— Begin SOURCE EXTRACT —

According to Boom and Bust 2026, the definitive report on the global coal fleet now in its eleventh year, global coal capacity increased by 3.5% in 2025, yet coal-fired generation fell by 0.6%. 

This divergence was most pronounced in China and India, where record-breaking wind and solar additions met almost all new demand, displacing coal even as plant commissioning reached decade-highs. 

The report identifies a structural shift in how coal is used, suggesting the transition away from the dirtiest of fossil fuels is more durable than any short term disruption to energy markets like those caused by current geopolitical events in the Strait of Hormuz.

The geographic footprint of coal development is also narrowing sharply. In 2025, only 32 countries were proposing or building new coal plants — down from 38 the prior year and less than half the 75 countries doing so in 2014. Just 5% of coal power construction globally is outside China and India. Latin America achieved No New Coal status in 2025, and South Korea committed to a full phaseout, accelerating a trend of countries formally exiting coal development.

— End SOURCE EXTRACT —
— Begin SUPPLIED RECORDS —

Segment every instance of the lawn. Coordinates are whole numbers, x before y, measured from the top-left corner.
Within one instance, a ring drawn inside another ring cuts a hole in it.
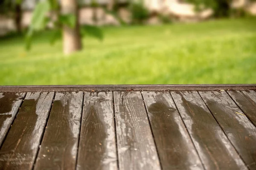
[[[103,28],[70,56],[50,31],[0,40],[0,85],[256,83],[256,19]]]

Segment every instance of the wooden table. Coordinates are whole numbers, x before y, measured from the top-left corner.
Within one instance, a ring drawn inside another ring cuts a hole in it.
[[[0,86],[0,169],[256,170],[256,90]]]

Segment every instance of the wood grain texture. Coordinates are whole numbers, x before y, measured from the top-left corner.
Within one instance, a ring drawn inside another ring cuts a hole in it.
[[[0,169],[32,168],[54,95],[27,93],[0,150]]]
[[[35,170],[74,170],[83,92],[58,92],[54,99]]]
[[[141,94],[113,95],[119,169],[160,169]]]
[[[247,167],[256,170],[256,127],[225,91],[199,94]]]
[[[0,93],[0,146],[25,97],[25,93]]]
[[[204,169],[169,93],[142,94],[163,169]]]
[[[171,94],[206,169],[247,169],[197,92]]]
[[[256,126],[256,92],[253,91],[227,91],[227,92]]]
[[[84,93],[77,169],[117,170],[112,92]]]
[[[161,91],[256,90],[255,84],[145,85],[0,86],[0,92],[45,92],[77,91]]]

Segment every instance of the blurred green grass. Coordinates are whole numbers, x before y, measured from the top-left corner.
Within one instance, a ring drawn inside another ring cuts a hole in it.
[[[103,31],[68,57],[49,31],[29,52],[22,37],[0,40],[0,85],[256,83],[255,18]]]

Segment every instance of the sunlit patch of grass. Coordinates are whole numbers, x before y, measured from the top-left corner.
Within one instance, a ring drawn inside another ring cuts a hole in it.
[[[65,57],[50,31],[0,40],[0,85],[256,83],[256,19],[103,28]]]

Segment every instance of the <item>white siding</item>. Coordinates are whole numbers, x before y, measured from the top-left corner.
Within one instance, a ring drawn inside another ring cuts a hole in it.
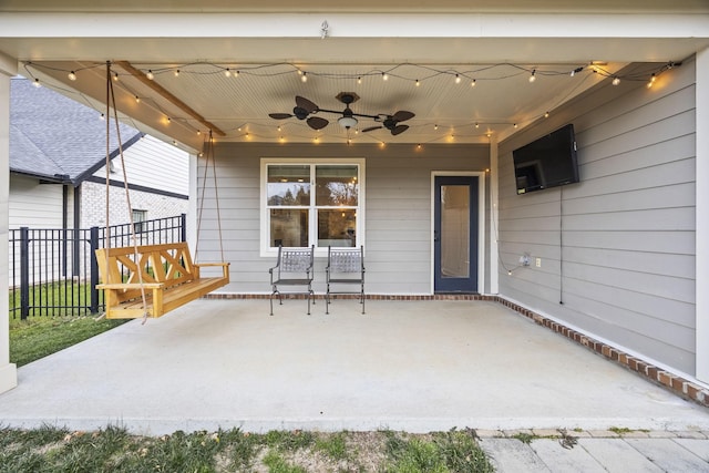
[[[268,268],[275,258],[259,256],[261,157],[366,158],[366,264],[369,294],[431,292],[431,172],[484,171],[487,145],[258,145],[225,143],[216,147],[217,186],[225,258],[232,284],[224,292],[269,292]],[[204,158],[198,163],[198,187]],[[197,257],[220,260],[216,199],[207,178]],[[202,196],[202,189],[197,189]],[[197,204],[199,207],[199,204]],[[482,218],[481,218],[482,220]],[[323,290],[323,260],[316,261],[316,291]]]
[[[153,136],[145,135],[123,152],[125,173],[134,185],[152,187],[175,194],[188,194],[189,156],[186,152]],[[123,182],[121,157],[113,160],[111,179]],[[105,178],[105,167],[94,173]]]
[[[62,228],[61,184],[40,184],[35,177],[10,175],[10,228]]]
[[[500,146],[502,296],[695,373],[695,64],[597,88]],[[580,183],[517,196],[512,151],[574,123]]]

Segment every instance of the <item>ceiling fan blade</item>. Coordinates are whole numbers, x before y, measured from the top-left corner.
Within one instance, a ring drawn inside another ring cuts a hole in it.
[[[362,133],[371,132],[371,131],[373,131],[373,130],[379,130],[379,128],[381,128],[381,127],[382,127],[382,126],[370,126],[369,128],[364,128],[364,130],[362,130]]]
[[[312,130],[320,130],[320,128],[325,128],[328,125],[327,120],[321,119],[320,116],[311,116],[308,119],[308,126],[310,126]]]
[[[391,134],[397,136],[398,134],[401,134],[401,133],[405,132],[407,130],[409,130],[409,125],[397,125],[391,131]]]
[[[392,116],[397,122],[405,122],[407,120],[413,119],[417,115],[414,115],[412,112],[407,112],[405,110],[401,110],[394,113]]]
[[[315,103],[310,102],[308,99],[300,95],[296,95],[296,104],[298,104],[299,107],[307,110],[308,113],[318,111],[318,105],[316,105]]]

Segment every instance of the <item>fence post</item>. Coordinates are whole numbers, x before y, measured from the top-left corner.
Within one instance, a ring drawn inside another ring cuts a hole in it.
[[[182,214],[181,216],[181,241],[187,241],[187,215],[186,214]]]
[[[99,284],[99,260],[96,259],[96,249],[99,249],[99,227],[91,227],[89,232],[89,258],[91,261],[91,305],[89,310],[91,313],[97,313],[99,289],[96,289],[96,285]]]
[[[20,227],[20,319],[30,315],[30,228]]]

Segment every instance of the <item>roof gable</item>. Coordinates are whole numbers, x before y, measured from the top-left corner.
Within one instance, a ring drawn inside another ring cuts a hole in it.
[[[31,81],[13,78],[10,90],[10,171],[78,185],[105,163],[106,123],[100,112]],[[142,134],[120,124],[123,148]],[[111,157],[119,153],[111,124]]]

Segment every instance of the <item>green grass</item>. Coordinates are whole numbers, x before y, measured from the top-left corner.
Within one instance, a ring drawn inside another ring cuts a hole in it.
[[[123,322],[125,320],[95,320],[93,317],[10,319],[10,362],[21,367]]]
[[[52,317],[76,317],[85,316],[89,310],[75,309],[72,306],[89,306],[91,301],[91,286],[73,282],[69,279],[56,282],[41,284],[32,286],[29,292],[30,317],[52,316]],[[99,304],[103,304],[103,291],[99,291]],[[20,289],[12,289],[9,292],[10,313],[20,317]]]
[[[357,442],[364,438],[368,445],[360,449]],[[233,429],[141,436],[115,426],[96,432],[0,426],[0,473],[251,471],[464,473],[493,469],[473,436],[460,431],[361,435],[347,431],[253,434]]]

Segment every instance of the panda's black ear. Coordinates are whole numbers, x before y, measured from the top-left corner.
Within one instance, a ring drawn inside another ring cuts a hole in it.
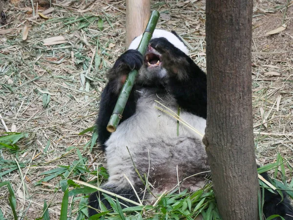
[[[176,36],[177,37],[177,38],[178,39],[179,39],[181,42],[182,42],[183,44],[184,44],[184,45],[185,45],[186,46],[187,45],[186,45],[186,44],[184,43],[184,41],[182,40],[182,39],[181,38],[181,37],[180,37],[179,35],[178,35],[177,34],[177,33],[176,33],[176,32],[175,32],[175,31],[171,30],[171,33],[172,33],[173,34],[174,34],[175,36]]]

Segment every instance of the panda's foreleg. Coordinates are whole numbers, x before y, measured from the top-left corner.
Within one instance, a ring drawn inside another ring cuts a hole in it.
[[[167,90],[180,106],[207,118],[207,75],[183,52],[164,38],[153,39],[151,46],[162,54],[162,63],[168,73]]]
[[[124,187],[121,185],[117,185],[114,183],[108,182],[101,186],[101,188],[109,192],[121,196],[124,198],[130,199],[133,201],[136,202],[139,201],[133,189],[130,186]],[[112,207],[107,200],[105,198],[104,195],[109,196],[109,198],[108,199],[111,199],[111,198],[112,198],[114,200],[116,199],[115,196],[107,195],[106,193],[102,193],[99,191],[92,194],[88,199],[88,205],[89,206],[88,207],[88,214],[89,216],[93,216],[102,211],[101,202],[103,202],[107,210],[109,210],[112,209]],[[142,196],[141,194],[138,195],[139,197]],[[141,198],[140,198],[140,199]],[[118,198],[118,200],[120,202],[122,208],[125,208],[126,206],[130,207],[135,205],[133,203],[128,202],[122,198]],[[115,202],[114,201],[114,202]]]
[[[107,74],[109,82],[102,94],[100,111],[96,122],[99,134],[98,140],[102,145],[104,149],[105,148],[104,144],[110,134],[107,131],[106,128],[126,74],[131,70],[139,69],[142,63],[143,57],[139,52],[136,50],[128,50],[118,58]],[[138,95],[135,91],[135,88],[134,88],[129,95],[120,123],[127,119],[135,112]]]

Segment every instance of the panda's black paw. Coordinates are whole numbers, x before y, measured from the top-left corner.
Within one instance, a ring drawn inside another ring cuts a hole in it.
[[[107,73],[109,80],[125,76],[133,69],[139,70],[143,65],[143,57],[137,50],[128,50],[117,59]],[[123,82],[124,83],[124,82]]]
[[[118,58],[113,67],[120,71],[138,70],[143,65],[143,55],[138,50],[128,50]]]

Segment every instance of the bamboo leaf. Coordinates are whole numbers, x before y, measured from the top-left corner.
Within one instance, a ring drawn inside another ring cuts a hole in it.
[[[103,29],[103,25],[104,25],[104,21],[102,18],[99,18],[99,21],[98,21],[98,28],[100,31],[102,31]]]
[[[42,218],[44,220],[50,220],[50,216],[49,215],[49,210],[46,200],[44,201],[44,206],[43,207]]]
[[[68,189],[67,188],[64,193],[62,204],[61,205],[61,211],[60,212],[60,220],[67,220],[67,213],[68,208]]]

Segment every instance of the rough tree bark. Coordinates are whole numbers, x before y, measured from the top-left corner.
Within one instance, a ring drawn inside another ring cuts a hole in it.
[[[126,47],[144,32],[150,16],[150,0],[126,0]]]
[[[258,219],[253,144],[252,0],[207,0],[209,162],[223,220]]]

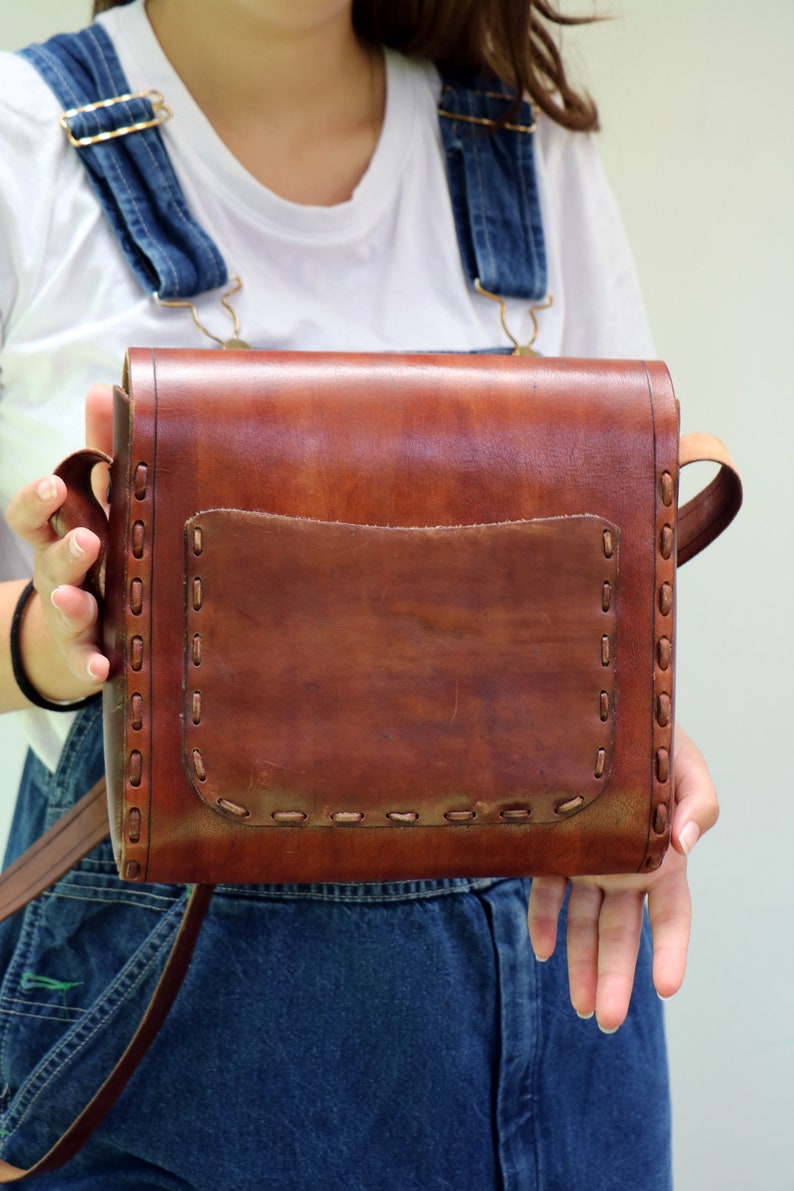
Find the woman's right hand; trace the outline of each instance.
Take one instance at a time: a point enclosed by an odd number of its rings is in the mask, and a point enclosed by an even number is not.
[[[99,385],[86,403],[87,444],[105,453],[111,447],[111,400],[110,386]],[[110,669],[100,648],[99,607],[82,587],[99,556],[100,540],[85,526],[60,538],[50,525],[50,517],[65,494],[60,476],[45,476],[18,492],[6,515],[11,529],[35,554],[36,591],[20,626],[23,666],[35,690],[54,703],[71,703],[95,694]]]
[[[100,649],[99,609],[83,591],[86,574],[100,553],[100,540],[80,526],[60,538],[50,517],[67,487],[56,475],[27,485],[11,501],[11,529],[33,547],[33,586],[25,609],[19,647],[29,681],[45,699],[71,703],[95,694],[107,679]]]

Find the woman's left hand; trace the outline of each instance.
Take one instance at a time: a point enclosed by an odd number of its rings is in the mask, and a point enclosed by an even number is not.
[[[655,872],[619,877],[536,877],[530,894],[530,940],[539,960],[552,954],[557,919],[568,900],[570,999],[580,1017],[612,1033],[623,1024],[634,983],[643,911],[654,936],[654,984],[659,997],[679,991],[687,966],[692,902],[687,855],[714,825],[717,791],[699,748],[680,727],[675,746],[671,843]]]

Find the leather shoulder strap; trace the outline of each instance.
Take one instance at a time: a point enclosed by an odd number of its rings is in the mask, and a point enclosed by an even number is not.
[[[102,779],[0,874],[0,922],[49,888],[92,848],[101,843],[107,834],[107,800]],[[33,1166],[23,1170],[0,1160],[0,1185],[20,1183],[23,1179],[58,1170],[74,1158],[113,1108],[176,999],[212,893],[212,885],[193,887],[149,1006],[126,1050],[105,1083],[67,1131]]]

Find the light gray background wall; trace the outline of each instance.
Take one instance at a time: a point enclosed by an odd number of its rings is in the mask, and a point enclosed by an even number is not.
[[[77,27],[88,4],[4,8],[0,45],[14,48]],[[723,816],[692,861],[689,972],[668,1008],[676,1189],[794,1191],[794,4],[607,8],[612,20],[564,45],[601,107],[602,156],[683,429],[730,444],[746,493],[739,522],[679,585],[679,715],[711,761]],[[18,755],[13,721],[0,722],[5,817]],[[640,1172],[642,1159],[638,1191]]]

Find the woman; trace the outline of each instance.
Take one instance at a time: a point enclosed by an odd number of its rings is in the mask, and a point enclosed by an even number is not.
[[[565,81],[548,32],[559,18],[545,4],[99,7],[111,10],[101,21],[131,88],[162,92],[174,112],[162,130],[169,156],[190,211],[242,276],[232,305],[254,347],[505,345],[496,307],[461,264],[439,62],[499,74],[542,108],[534,157],[555,301],[538,316],[538,350],[652,354],[586,136],[595,112]],[[69,704],[107,674],[96,606],[80,587],[98,542],[86,529],[54,540],[48,518],[64,493],[46,473],[81,444],[83,393],[118,379],[129,344],[208,341],[187,311],[137,283],[36,70],[6,58],[4,77],[0,160],[24,168],[0,187],[0,495],[19,538],[0,543],[0,628],[7,641],[33,574],[19,634],[27,688]],[[230,335],[218,292],[195,306],[212,335]],[[507,323],[530,338],[526,301],[508,301]],[[88,434],[100,445],[107,409],[106,391],[92,389]],[[7,647],[0,667],[0,706],[29,710],[32,744],[15,855],[101,771],[100,712],[33,710]],[[656,993],[671,996],[683,978],[686,853],[717,817],[682,732],[676,766],[674,848],[657,873],[576,879],[565,909],[565,881],[532,883],[542,965],[526,943],[525,881],[223,891],[144,1065],[86,1148],[39,1185],[668,1187]],[[120,885],[100,849],[5,930],[7,1160],[33,1161],[99,1085],[180,903],[177,888]],[[567,964],[555,948],[561,918]]]

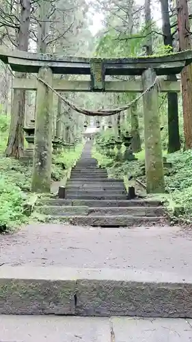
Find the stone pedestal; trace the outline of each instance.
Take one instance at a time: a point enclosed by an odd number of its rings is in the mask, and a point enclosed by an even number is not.
[[[118,139],[115,140],[115,146],[117,147],[118,152],[115,156],[115,160],[118,161],[121,161],[122,160],[122,141],[120,139],[120,137],[118,137]]]

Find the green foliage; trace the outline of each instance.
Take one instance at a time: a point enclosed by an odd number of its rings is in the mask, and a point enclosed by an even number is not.
[[[19,226],[29,220],[23,211],[23,204],[30,192],[32,167],[3,157],[8,128],[9,118],[0,116],[0,233]],[[65,176],[67,169],[79,157],[82,148],[83,144],[79,144],[74,151],[53,157],[53,181],[59,181]]]
[[[0,232],[26,222],[23,204],[30,187],[31,173],[29,167],[18,161],[0,157]]]
[[[0,233],[27,221],[23,209],[25,199],[19,187],[4,176],[0,177]]]
[[[111,132],[111,133],[110,133]],[[101,167],[107,168],[110,177],[122,179],[124,176],[139,178],[145,182],[144,159],[145,152],[135,154],[137,161],[117,162],[114,157],[106,155],[105,148],[110,140],[113,138],[113,132],[107,130],[96,137],[96,144],[93,149],[93,156],[98,161]],[[172,168],[165,169],[165,192],[168,213],[174,222],[190,222],[192,220],[192,152],[176,152],[171,155],[163,150],[167,161],[172,163]]]

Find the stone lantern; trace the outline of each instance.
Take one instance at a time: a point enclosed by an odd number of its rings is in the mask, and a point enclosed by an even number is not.
[[[115,146],[117,147],[118,149],[118,152],[115,156],[115,159],[119,161],[122,161],[122,155],[121,151],[122,146],[122,140],[120,137],[120,135],[118,135],[118,138],[115,140]]]
[[[125,135],[123,135],[123,142],[125,146],[126,150],[124,153],[124,160],[131,161],[137,160],[135,155],[133,153],[131,148],[131,140],[133,136],[128,134],[128,131],[126,131]]]

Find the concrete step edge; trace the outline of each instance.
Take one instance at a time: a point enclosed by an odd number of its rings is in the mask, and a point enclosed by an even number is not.
[[[0,314],[192,317],[191,275],[174,272],[3,265],[0,292]]]

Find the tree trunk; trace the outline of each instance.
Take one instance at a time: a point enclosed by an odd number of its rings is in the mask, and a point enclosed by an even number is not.
[[[38,77],[52,85],[50,68],[40,68]],[[53,92],[38,82],[31,191],[50,192],[52,159]]]
[[[134,100],[135,97],[136,95],[133,95],[131,96],[131,100]],[[133,136],[131,146],[133,152],[136,153],[141,150],[137,103],[135,103],[134,105],[130,107],[130,112],[131,124],[131,135]]]
[[[162,13],[162,30],[164,45],[173,47],[173,38],[171,31],[168,0],[161,0]],[[167,75],[167,80],[177,81],[175,75]],[[172,153],[180,149],[178,122],[178,94],[176,92],[167,93],[168,105],[168,153]]]
[[[129,77],[129,79],[131,81],[135,81],[135,76],[131,76]],[[137,94],[133,94],[130,96],[130,100],[133,101],[136,97],[137,97]],[[131,134],[133,136],[133,139],[131,141],[131,147],[133,152],[136,153],[141,150],[137,102],[135,102],[134,105],[131,106],[130,114],[131,114]]]
[[[30,0],[20,1],[21,10],[20,27],[18,33],[18,49],[27,51],[29,38],[31,16]],[[18,77],[25,78],[26,74],[16,73]],[[14,90],[11,113],[11,122],[8,142],[5,155],[18,159],[23,155],[24,148],[24,133],[22,127],[25,122],[25,90]]]
[[[145,0],[145,23],[146,36],[146,55],[152,55],[152,20],[150,10],[150,0]]]
[[[180,51],[191,49],[188,5],[187,0],[177,0],[178,29]],[[181,73],[185,149],[192,148],[192,64]]]

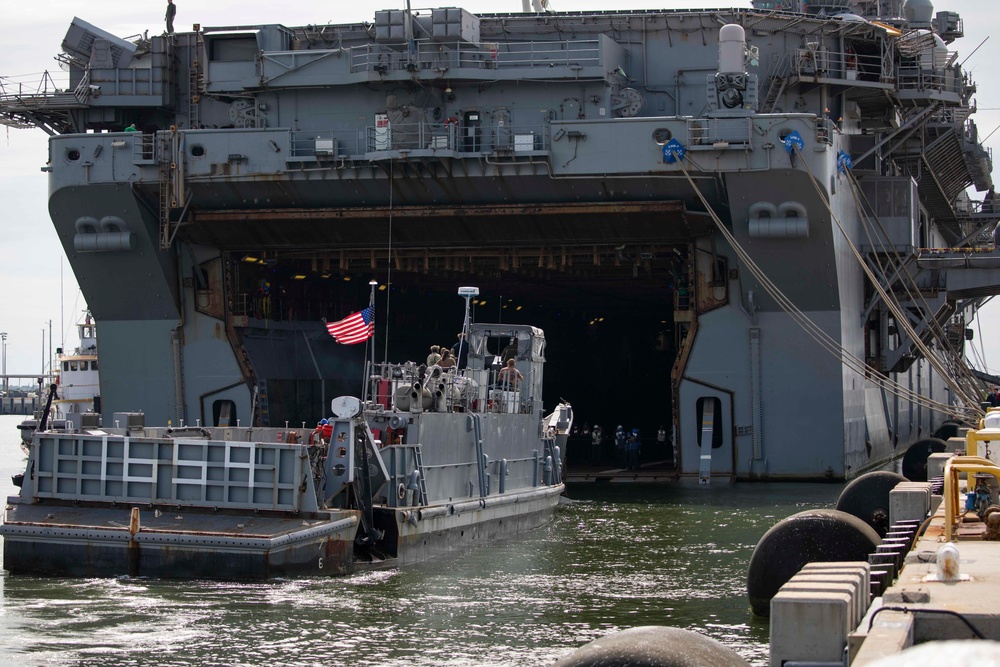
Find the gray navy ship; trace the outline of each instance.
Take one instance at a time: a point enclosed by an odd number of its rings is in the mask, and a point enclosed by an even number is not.
[[[848,479],[981,413],[1000,216],[962,36],[929,0],[77,18],[69,88],[0,120],[51,135],[105,414],[312,424],[364,362],[324,319],[377,280],[376,346],[419,361],[472,284],[545,330],[547,405],[679,478]]]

— End SUPPLIED RECORDS —

-- SET OF TASKS --
A - Repeat the coal fleet excerpt word for word, starting at "According to Boom" and ending at "fell by 0.6%.".
B - According to the coal fleet excerpt, how many countries were proposing or building new coal plants in 2025?
The entries stand apart from the coal fleet excerpt and are unrelated material.

-- ANSWERS BY TASK --
A -
According to Boom and Bust 2026, the definitive report on the global coal fleet now in its eleventh year, global coal capacity increased by 3.5% in 2025, yet coal-fired generation fell by 0.6%.

B - 32 countries.